This Monday, May 4, 2015 photo shows pea plant seedlings on display in New Paltz, N.Y. A lot of "six-packs" of pea transplants would be needed for a row of peas, so just plant seeds instead. (Lee Reich via AP)

This Monday, May 4, 2015 photo shows pea plant seedlings on display in New Paltz, N.Y. A lot of "six-packs" of pea transplants would be needed for a row of peas, so just plant seeds instead. (Lee Reich via AP)

Believe in seeds: They’ll expand your gardening horizons

“Plant seeds” may seem like an inane suggestion for a gardening column. But I’m serious. More and more people who garden these days put plants rather than seeds into the ground.

In the old days, the arrival of warm weather would have us all dropping bean, beet, marigold and zinnia seeds into moist soil, then eagerly waiting for those first green sprouts. Go into any garden center these days, though, and you can buy “cell packs” of robust bean, beet, marigold and zinnia plants. And these are what many folks are planting.

Buying transplants does, of course, give you a jump on the season. You’ll taste your first beans and smell your first marigolds sooner if you set out plants that were jump started in a greenhouse. And many annuals — tomatoes, peppers, impatiens and pansies, to name a few — must have growth well underway in spring if they are going to put on a reasonable performance in summer. But a lot of plants — including nasturtiums, bachelor buttons, corn and peas — don’t really need that jump start.

The main reason fewer people plant seeds these days is, I think, more serious: a lack of faith. People have trouble believing that dry, apparently lifeless specks the size of a comma or this letter “o’’ will grow into fat, juicy carrot roots or 6-foot-high hollyhock towers.

Once you have the faith and plant seeds, however, you reap practical benefits. Most obviously, seeds are cheap. For the same price as a single delphinium plant you could buy enough seeds to create a garden full of delphiniums. Most flowers look better planted in abundance anyway.

With some vegetables, it’s just not practical to grow transplants. Beans, for instance: At the recommended spacing of 2 inches apart, a modest, 10-foot row of beans would require about 60 plants, which is hardly a packet of bean seeds. So a cell pack of six bean plants, even a few cell packs, won’t put many beans on your plate.

Another plus for planting seeds is the much greater selection offered. Rather than planting Tendercrop, the one bean variety you might find as transplants, you could plant seeds of Blue Lake or Kentucky Wonder or any one of a number of other, better varieties available from the same establishment that sells you the transplants.

Connecticut Yankee is the delphinium variety that you’ll probably find potted up, and plants might be white, lavender or blue. If you wanted only white delphiniums, sow a packet of Galahad seeds; for only dark blue flowers, sow a packet of Black Knight.

By circumventing that seed-sowing step, you miss out on one of the great things about gardening. As wondrous as gardening is, it is more so when you see a seed sprout.

Written problem 1 - Retype the part of the seed-planting column starting with "The main reason" and going on through "6-foot-high hollyhock towers.".
Written problem 2 -
Does each statement agree with the seed-planting column? Answer yes or no for each, quoting the words that decide it.
(a) A 10-foot row of beans at the recommended spacing would need about 60 plants.
(b) Tomatoes and peppers don't need a jump start in spring.
(c) Sowing Galahad seeds gives only dark blue delphiniums.
Written problem 3 - Put this sentence from the seed-planting column into Spanish: "Most flowers look better planted in abundance anyway."

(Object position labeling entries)
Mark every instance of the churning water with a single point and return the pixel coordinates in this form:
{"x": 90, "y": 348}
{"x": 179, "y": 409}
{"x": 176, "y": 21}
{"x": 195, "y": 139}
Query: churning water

Task answer 1 -
The main reason fewer people plant seeds these days is, I think, more serious: a lack of faith. People have trouble believing that dry, apparently lifeless specks the size of a comma or this letter “o’’ will grow into fat, juicy carrot roots or 6-foot-high hollyhock towers.

Task answer 2 -
(a) Yes: "a modest, 10-foot row of beans would require about 60 plants"
(b) No: "many annuals — tomatoes, peppers, impatiens and pansies, to name a few — must have growth well underway in spring"
(c) No: "If you wanted only white delphiniums, sow a packet of Galahad seeds"

Task answer 3 - De todos modos, la mayoría de las flores lucen mejor plantadas en abundancia.